:: WHAT YOU NEED TO DO ::
The data below is to be set down again exactly as written.
= = = =
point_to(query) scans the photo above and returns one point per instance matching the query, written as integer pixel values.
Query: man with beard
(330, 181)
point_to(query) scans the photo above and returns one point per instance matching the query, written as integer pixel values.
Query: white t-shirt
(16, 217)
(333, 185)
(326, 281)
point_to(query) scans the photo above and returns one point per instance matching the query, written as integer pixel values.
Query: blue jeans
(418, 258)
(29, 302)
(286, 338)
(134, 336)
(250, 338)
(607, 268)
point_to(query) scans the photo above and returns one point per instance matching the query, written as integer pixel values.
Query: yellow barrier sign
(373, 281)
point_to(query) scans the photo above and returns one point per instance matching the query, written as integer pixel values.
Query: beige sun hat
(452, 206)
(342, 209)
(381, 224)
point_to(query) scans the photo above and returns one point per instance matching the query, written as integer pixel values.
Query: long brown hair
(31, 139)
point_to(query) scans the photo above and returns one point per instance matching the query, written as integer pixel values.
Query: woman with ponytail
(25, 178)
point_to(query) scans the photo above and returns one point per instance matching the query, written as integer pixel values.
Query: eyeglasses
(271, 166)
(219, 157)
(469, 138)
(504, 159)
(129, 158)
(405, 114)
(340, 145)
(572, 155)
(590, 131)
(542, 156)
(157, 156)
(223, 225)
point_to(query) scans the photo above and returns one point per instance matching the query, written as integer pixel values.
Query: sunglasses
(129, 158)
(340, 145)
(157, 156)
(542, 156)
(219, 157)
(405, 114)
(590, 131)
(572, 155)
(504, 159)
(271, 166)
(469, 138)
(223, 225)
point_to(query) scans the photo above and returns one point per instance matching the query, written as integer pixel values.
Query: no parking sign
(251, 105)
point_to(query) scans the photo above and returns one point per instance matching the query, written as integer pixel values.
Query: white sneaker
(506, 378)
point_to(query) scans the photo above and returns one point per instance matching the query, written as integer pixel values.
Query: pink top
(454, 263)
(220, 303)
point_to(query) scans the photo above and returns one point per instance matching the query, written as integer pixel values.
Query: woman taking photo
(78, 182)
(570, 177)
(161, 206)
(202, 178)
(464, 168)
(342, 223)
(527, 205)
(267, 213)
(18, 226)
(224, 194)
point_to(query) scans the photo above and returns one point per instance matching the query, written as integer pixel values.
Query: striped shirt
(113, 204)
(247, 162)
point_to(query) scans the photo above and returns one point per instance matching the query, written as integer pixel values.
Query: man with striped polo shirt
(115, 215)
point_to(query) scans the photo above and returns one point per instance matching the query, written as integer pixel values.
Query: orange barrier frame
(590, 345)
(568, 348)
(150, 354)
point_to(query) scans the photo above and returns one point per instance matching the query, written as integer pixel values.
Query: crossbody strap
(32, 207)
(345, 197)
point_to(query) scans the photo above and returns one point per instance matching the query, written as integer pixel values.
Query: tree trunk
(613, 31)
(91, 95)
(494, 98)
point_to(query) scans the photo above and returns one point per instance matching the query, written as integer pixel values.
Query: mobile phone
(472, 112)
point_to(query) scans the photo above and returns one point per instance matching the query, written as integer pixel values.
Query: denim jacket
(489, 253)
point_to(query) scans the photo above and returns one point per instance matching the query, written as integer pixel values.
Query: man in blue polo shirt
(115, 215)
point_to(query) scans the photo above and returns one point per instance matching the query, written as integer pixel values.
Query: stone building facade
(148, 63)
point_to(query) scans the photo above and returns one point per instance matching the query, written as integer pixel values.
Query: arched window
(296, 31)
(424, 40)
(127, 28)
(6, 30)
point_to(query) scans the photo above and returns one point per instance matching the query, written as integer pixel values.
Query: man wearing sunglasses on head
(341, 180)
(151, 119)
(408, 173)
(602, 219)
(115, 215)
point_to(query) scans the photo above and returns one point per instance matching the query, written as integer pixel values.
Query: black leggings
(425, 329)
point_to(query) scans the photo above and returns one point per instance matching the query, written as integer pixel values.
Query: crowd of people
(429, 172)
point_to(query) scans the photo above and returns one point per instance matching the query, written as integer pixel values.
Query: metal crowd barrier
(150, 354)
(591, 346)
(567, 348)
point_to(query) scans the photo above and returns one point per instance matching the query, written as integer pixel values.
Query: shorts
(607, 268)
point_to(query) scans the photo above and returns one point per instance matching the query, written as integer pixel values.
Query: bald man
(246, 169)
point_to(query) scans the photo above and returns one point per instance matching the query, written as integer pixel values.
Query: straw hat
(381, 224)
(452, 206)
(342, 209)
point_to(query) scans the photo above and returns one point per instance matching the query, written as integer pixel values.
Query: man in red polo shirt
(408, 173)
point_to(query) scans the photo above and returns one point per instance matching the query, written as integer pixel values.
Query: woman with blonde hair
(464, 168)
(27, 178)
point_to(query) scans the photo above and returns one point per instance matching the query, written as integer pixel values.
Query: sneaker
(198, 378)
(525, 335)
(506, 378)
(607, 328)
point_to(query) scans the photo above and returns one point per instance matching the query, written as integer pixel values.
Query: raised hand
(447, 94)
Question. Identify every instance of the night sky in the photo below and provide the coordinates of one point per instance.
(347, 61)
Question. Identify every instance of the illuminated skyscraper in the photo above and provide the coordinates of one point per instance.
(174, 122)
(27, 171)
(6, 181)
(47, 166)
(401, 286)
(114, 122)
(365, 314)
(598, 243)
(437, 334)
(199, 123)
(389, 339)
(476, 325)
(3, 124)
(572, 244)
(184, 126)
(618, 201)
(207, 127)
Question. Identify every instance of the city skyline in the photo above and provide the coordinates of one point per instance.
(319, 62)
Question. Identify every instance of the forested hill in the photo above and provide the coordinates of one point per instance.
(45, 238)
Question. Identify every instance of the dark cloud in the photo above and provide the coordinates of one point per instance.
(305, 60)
= = = =
:: RESPONSE ::
point_to(query) scans the photo above and returns one point per instance matching the query, written as integer pixel values.
Query: man with beard
(330, 181)
point_to(query) scans the photo above and returns one point per instance matching the query, written as integer pixel values.
Query: white t-shirt
(16, 217)
(333, 185)
(326, 281)
point_to(query) scans the photo above and returns one point per instance matching the query, written as integer pixel values.
Query: blue jeans
(418, 258)
(29, 302)
(286, 338)
(134, 336)
(250, 338)
(607, 268)
point_to(query) scans the photo above and returns one point per instance matching the query, written as integer pixel values.
Query: yellow barrier sign
(373, 281)
point_to(query) scans the photo above and returns one point per instance matching the query, written as integer pixel values.
Query: beige sun hat
(452, 206)
(342, 209)
(381, 224)
point_to(query) scans the photo above and returns one point per instance matching the query, written as integer pixel values.
Query: long brown hair
(31, 139)
point_to(query) scans the photo above and returns one point per instance matching the query, written as integer pixel values.
Query: woman with ponytail
(25, 178)
point_to(query) scans the photo above and returns one point per instance matching the query, written as integer pixel values.
Query: eyeglasses
(271, 166)
(219, 157)
(469, 138)
(504, 159)
(129, 158)
(405, 114)
(340, 145)
(572, 155)
(590, 131)
(542, 156)
(157, 156)
(223, 225)
point_to(query) scans the photo above and returns one point per instance matching the query, written as integer pixel values.
Query: sunglasses
(129, 158)
(340, 145)
(157, 156)
(542, 156)
(219, 157)
(405, 114)
(590, 131)
(572, 155)
(504, 159)
(271, 166)
(469, 138)
(223, 225)
point_to(query) scans the photo above and returns one point per instance matching the query, written as integer pixel values.
Query: no parking sign
(251, 105)
point_to(query) scans the photo above and returns one point per instance matching the query, written as integer pixel values.
Query: white sneaker
(506, 378)
point_to(query) scans the photo above and returns one point per instance matching the query, written as integer pixel values.
Query: pink top
(454, 263)
(220, 303)
point_to(query) scans the photo above and returns one point per instance matching the query, written as integer pixel values.
Query: woman taking photo
(78, 182)
(570, 177)
(161, 206)
(202, 178)
(464, 168)
(342, 223)
(527, 205)
(267, 213)
(18, 226)
(224, 194)
point_to(query) scans the photo above and returns one point per instance matching the query, written as integer pixel values.
Query: striped shirt
(113, 204)
(247, 162)
point_to(query) scans the photo above and returns one point per instance matching the query, written as integer pixel values.
Query: man with striped polo shirt
(115, 215)
point_to(query) scans the photo above and returns one point per instance matching the query, written as integer pixel values.
Query: orange barrier frame
(590, 345)
(568, 348)
(150, 354)
point_to(query) scans the photo above and returns one point per instance matching the query, written as integer pixel values.
Query: crossbody strap
(32, 207)
(345, 197)
point_to(query) scans the photo above and returns one point per instance matching the query, written as integer pixel values.
Query: tree trunk
(613, 31)
(91, 95)
(494, 98)
point_to(query) scans the photo above and returns one point per instance matching the query, written as integer pixel values.
Query: mobile phone
(472, 112)
point_to(query) scans the photo above and returns one point per instance matching the query, written as integer pixel values.
Query: denim jacket
(489, 253)
point_to(query) scans the photo above and returns one point per instance matching the query, written as integer pixel values.
Query: man in blue polo shirt
(115, 215)
point_to(query) scans the photo above and returns one point per instance matching the query, written as integer pixel values.
Query: stone building facade
(148, 63)
point_to(query) scans the photo above and returns one point per instance matching the query, written as integer pixel values.
Query: arched window
(296, 31)
(424, 40)
(127, 28)
(6, 30)
point_to(query) scans the photo above and returns one point per instance matching the query, written as integer pixel values.
Query: man wearing sunglasses on head
(341, 180)
(151, 119)
(408, 173)
(602, 219)
(115, 215)
point_to(query) scans the photo above and returns one point per instance matching the query, written as integer pixel values.
Query: black leggings
(425, 329)
point_to(query) scans the photo above and returns one point per instance matching the query, written as integer pixel values.
Query: crowd of people
(429, 172)
point_to(query) scans the photo above and returns one point per instance matching the query, written as integer pixel values.
Query: metal crowd barrier
(150, 354)
(591, 346)
(567, 348)
point_to(query) scans the photo above and returns one point per instance matching the query, written as integer pixel values.
Query: shorts
(607, 268)
point_to(query) scans the photo above and returns one point per instance matching the query, written as integer pixel values.
Query: bald man
(246, 169)
point_to(query) scans the photo above and returns one point per instance matching the query, written as integer pixel values.
Query: straw hat
(381, 224)
(452, 206)
(342, 209)
point_to(query) scans the photo above and returns one point per instance matching the query, written as integer pixel values.
Query: man in red polo shirt
(408, 173)
point_to(query) scans the photo above and returns one point per instance matching the query, written as integer pixel values.
Query: woman with blonde hair
(464, 168)
(27, 178)
point_to(query) scans the photo above and returns one point per instance matching the query, written as integer pixel values.
Query: sneaker
(198, 378)
(525, 335)
(506, 378)
(607, 328)
point_to(query) scans the photo above and returns one point per instance matching the query, written as integer pixel values.
Query: raised hand
(447, 94)
Question. Identify every instance of the night sky in the photo below and provide the coordinates of one point per instance.
(347, 61)
Question. Identify every instance of the illuminated skyscraper in the photo above and provide the coordinates of one point per instance.
(174, 122)
(27, 171)
(6, 181)
(47, 166)
(401, 286)
(114, 122)
(365, 314)
(598, 243)
(437, 334)
(199, 123)
(389, 339)
(476, 325)
(3, 124)
(572, 244)
(184, 126)
(618, 201)
(207, 127)
Question. Identify every instance of the city skyline in the photo above and provide the coordinates of one point per instance.
(319, 62)
Question. Identify every instance of the forested hill in the photo above and provide the coordinates of one point per instance.
(45, 238)
Question. Identify every instance of the dark cloud in the photo above and provide the coordinates of one point per instance.
(305, 60)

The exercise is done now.